• QUOTED TEXT:
— Begin —

So I guess that comes back to relationships, too, but it's a little different from the everyday weekly relationship we have with our IT or I guess you could really call them functionally our DevOps team. So, yeah, you know, showing value up the chain has been really important for us, too. And, I mean, I don't want to I should also say, you know, our leadership was already kind of invested and supportive of this, which is why we're here in the first place. So I think that's important also, honestly. Like, you know, to the extent that anyone can control this and you can't always, but it's always good to be either at an organization or in a part of the organization where the senior leadership is really supportive of data science and what we're doing. So that's been, yeah, that's been really huge.
Upskilling vs. specialization
So I'm a lead data scientist at Nestle, so likewise a large corporation. And we've had some form of statistics statisticians for almost as long as Nestle has been a company. But in the more recent past, I would say in the past two to three years, we're trying to modernize, do I guess what you would call more standard data science work streams. So that includes hiring folks with new different skills, myself included. And so my question, which you spoke to a little bit about earlier, but is really kind of thinking about, we tend to have many more people that are more statistically minded. They can do programming, but they're less adept at kind of doing the productionalization steps necessary to get something kind of end to end. And so just thinking about if it makes more sense to kind of upskill the folks we have to kind of have people that can kind of take things end to end, or to have really a smaller number of specialized people with maybe more knowledge on just that final piece of getting something through to production.
Yeah, that's a really good question. It's something we have been thinking about a lot. We haven't honestly quite got to the point that we're quote unquote putting things into production, though we have had to go through a lot of the process for having our production environment set up. But we've kind of been down a similar journey just for a lot of the things we've been doing. And my opinion on this, I would love to hear what other people think, too, on the line. But I would say that the end state will be a person who has specialization in that field, honestly. I think upskilling is important, but more as a way so that people can communicate with each other.
We have found that people here are so busy that it's very difficult to do a thorough upskilling, even in terms of just coding and data science. What we've tried to do is upskill people to the point that they kind of understand how best to work with us, and we try to learn from them how best to work with them on what they want. But ultimately, I think if it's going to be something that technical, I would say you'll need someone with those specialized skills.
I'm Moudi Hadi. I run new product development at S&P Global Market Intelligence. I actually do have a bunch of apps in production in both R and Python. So this is kind of a bit close to my heart. Because as data scientists, the initial release is always exciting. Everybody's keyed into it. I also run a team that's about four people. Once things go into production, we've learned the hard way that we do have to kind of give that over to some form of DevOps slash engineering teams to sort of keep that going. And we've had to train a lot of the skill set and the technology side of the equation to at least understand how to control some of these processes, because future enhancements need to be extended. And to be honest, I can't dedicate people to do minor enhancements, because I have to move on to the next thing.
Yeah, no, that sounds right. I mean, I think your experience is probably more instructive since you already have apps in production. Yeah, but I think we're kind of getting at the same theme, which is that time ends up being a major limiting factor for how we approach, whether people are going to be up-skilled or kind of gain, you know, people are going to be up-skilled or kind of specialists are going to be brought in.

— End —

• STATED EXERCISE A: Repeat the data science discussion word for word, from "Yeah, that's a" to "with each other.".
• STATED EXERCISE B: Carry on the data science discussion from its last sentence and write the part that comes next.
The records after this are separate material with no link to the data science discussion.

• ENTRIES SHOWN:
— Begin —

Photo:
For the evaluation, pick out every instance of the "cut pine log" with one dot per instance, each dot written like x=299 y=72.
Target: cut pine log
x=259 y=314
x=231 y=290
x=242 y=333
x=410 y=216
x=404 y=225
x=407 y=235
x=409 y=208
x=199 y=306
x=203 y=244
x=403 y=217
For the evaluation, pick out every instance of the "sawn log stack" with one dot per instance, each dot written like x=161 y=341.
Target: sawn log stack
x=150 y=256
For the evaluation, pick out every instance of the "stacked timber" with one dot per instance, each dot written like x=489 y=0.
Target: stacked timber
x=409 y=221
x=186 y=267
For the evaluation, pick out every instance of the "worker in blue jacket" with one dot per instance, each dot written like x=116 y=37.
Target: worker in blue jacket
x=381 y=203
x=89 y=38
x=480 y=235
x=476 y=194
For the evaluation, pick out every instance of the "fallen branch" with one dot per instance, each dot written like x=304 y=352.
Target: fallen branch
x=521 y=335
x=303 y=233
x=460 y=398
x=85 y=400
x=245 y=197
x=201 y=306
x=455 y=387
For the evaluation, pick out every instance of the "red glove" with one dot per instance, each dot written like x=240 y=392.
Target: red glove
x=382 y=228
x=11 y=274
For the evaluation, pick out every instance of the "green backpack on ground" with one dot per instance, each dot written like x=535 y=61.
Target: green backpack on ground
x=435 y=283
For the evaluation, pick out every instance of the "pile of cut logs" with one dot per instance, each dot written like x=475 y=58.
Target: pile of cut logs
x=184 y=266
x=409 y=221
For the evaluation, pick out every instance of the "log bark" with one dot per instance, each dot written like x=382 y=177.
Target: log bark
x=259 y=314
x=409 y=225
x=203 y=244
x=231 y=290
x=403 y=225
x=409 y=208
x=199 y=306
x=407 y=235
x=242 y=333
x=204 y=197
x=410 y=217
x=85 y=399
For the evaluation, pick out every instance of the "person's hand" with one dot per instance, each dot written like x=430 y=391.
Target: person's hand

— End —

• EXPECTED OUTPUT A:
Yeah, that's a really good question. It's something we have been thinking about a lot. We haven't honestly quite got to the point that we're quote unquote putting things into production, though we have had to go through a lot of the process for having our production environment set up. But we've kind of been down a similar journey just for a lot of the things we've been doing. And my opinion on this, I would love to hear what other people think, too, on the line. But I would say that the end state will be a person who has specialization in that field, honestly. I think upskilling is important, but more as a way so that people can communicate with each other.

• EXPECTED OUTPUT B:
Getting IT up and running
I see kind of a related question about, you know, working with IT, which I think touches on this, and, you know, how has IT kind of gotten up and running? So, I mean, I think, and Moody, again, your experience is probably instructive in this, but, you know, we started out, you know, a year ago, and really still to this day, we still have this environment. You know, step one for us was kind of getting the permission to just be our own DevOps team in the beginning, inside of a lab environment where we could do things quickly and fast, and then in parallel with that lab environment already set up so that we could start doing the work we needed to do, you know, in parallel to that, we kind of formed that relationship with IT, and then we could kind of slowly build up our dev and production accounts, but we had the lab environment that we were administering ourselves that was, that kind of worked the way we wanted it to work, and then we also kind of had a model that we could show to IT along the way.
Yeah, I know exactly. I mean, you know, I used to have a full head of hair before, right? So, you know, it's just, yeah, we started like a lab, right? The internal lab sort of environment, and then invariably, we basically Dockerized a lot of basically our work into sort of RESTful services, and by that nature, kind of making the production meant that we have to kind of transition some of those services to the software engineering team. So, like we've been lucky, like there was big, I think about four years back, there was a big drive to sort of upgrade the skill set from like Java and C and .NET to, or C Sharp to basically Python, right? And then we obviously had a strong audience in R as well, and so a lot of the software engineers have actually kind of, the ones that do analytical work, they at least have a background in Python, and they know a little bit about R in order to be able to maintain it and extend features.
But yeah, I mean, it took four years or so to get to this point versus like, like my first app was in 2014, and that was a batch operation that to this day, I still maintain myself, so, you know, so... But I think Dockerizing things and making them much more like RESTful calls makes the whole process seamless. Of course, you've got to have some form of exception handling in place, but that's much easier for an analytical software engineer, or like what used to be called a quant developer, to sort of maintain in production and extend than like necessarily the data scientists, who, to be honest, a lot of their job is more exploring data analysis and building and forming a model, right?
Like ShinyConnect is kind of interesting, because once you build a very nice interface, it's very hard to sort of hand it over to the JavaScript developers. So, I'm kind of in the boat where I'm learning what to do there. But yeah, I mean, it takes a bit, right? But the key is like it does come top down from the CTO and, you know, to give them the sort of like, you know, our studio conferences, I think Lander has some conferences and things, like awareness, awareness, right? So, that they know to operate the skill set, so they're ready to sort of take over that more. What I consider more business as usual, like version 1.0, you're a guy that involves version 1.1, 1.2, 1.5. It's the software engineers already doing the work, right?
Yeah, and I think, I mean, depending on what type of org everyone's in, Moody mentioned like a four-year process. We're about a year into our process, and I can envision it being about a four-year process to actually get there. So, you know, big financial orgs, things just take time to get to this point.
Language choice: R vs. Python
Yeah, thanks, Robert. I'm Ashish. I'm working as a senior data scientist at Madison Petroleum Corporation. So, Jonathan, you were talking about, you were deciding on whether to use Python, Julia, or R, and then you started with R. This is kind of a similar story. We started our data science team about six years ago with two data scientists. One of them were using R, and one of them were using Python. And as we grew the team over the years, now we have about 15 data scientists, and now the scale is tilted towards Python, and we have about more than 10 people using Python and about a couple of them using R.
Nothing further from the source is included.